# Your objective:
Would you please report how many lines of the listing contain "great"? Reply with that number only.

# Data:
****************

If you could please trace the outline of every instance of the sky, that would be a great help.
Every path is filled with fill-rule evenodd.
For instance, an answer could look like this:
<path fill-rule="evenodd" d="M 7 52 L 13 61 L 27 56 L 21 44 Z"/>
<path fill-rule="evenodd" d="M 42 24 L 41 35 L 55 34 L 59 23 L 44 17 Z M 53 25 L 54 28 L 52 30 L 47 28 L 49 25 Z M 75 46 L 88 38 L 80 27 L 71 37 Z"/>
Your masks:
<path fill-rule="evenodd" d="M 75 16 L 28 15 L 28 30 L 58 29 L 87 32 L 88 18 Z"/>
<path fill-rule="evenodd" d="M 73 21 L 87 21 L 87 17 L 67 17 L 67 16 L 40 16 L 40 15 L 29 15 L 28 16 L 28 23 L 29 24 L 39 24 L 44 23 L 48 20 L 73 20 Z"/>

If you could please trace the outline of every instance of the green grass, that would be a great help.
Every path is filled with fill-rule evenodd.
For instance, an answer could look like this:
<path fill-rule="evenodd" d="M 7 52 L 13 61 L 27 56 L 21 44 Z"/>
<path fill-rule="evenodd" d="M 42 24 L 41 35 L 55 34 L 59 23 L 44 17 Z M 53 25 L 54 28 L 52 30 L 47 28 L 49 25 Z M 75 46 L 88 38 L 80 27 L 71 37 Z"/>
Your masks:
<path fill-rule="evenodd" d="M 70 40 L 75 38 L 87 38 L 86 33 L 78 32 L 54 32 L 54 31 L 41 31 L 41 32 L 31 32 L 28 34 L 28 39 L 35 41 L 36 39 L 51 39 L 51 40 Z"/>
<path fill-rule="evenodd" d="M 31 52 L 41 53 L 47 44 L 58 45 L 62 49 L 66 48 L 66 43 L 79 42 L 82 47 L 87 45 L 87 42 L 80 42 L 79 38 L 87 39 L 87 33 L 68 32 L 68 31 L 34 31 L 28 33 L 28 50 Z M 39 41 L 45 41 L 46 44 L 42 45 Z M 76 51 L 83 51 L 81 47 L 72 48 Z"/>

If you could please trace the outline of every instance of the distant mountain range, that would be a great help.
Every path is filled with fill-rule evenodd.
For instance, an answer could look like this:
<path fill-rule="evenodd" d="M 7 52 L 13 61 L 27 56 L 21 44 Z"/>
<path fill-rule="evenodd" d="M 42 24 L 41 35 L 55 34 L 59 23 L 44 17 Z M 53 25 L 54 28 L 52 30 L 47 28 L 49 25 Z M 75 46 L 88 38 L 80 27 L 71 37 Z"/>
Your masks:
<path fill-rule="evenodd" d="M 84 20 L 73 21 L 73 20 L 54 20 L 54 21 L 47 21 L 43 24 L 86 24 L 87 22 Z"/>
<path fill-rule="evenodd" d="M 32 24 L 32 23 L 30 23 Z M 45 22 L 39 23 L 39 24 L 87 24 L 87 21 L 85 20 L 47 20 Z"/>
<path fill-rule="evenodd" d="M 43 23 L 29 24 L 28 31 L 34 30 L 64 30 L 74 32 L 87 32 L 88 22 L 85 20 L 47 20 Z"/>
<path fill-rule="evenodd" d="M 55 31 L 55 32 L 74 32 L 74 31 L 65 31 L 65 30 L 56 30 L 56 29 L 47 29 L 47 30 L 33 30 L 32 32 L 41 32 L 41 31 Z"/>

****************

# Reply to the task:
3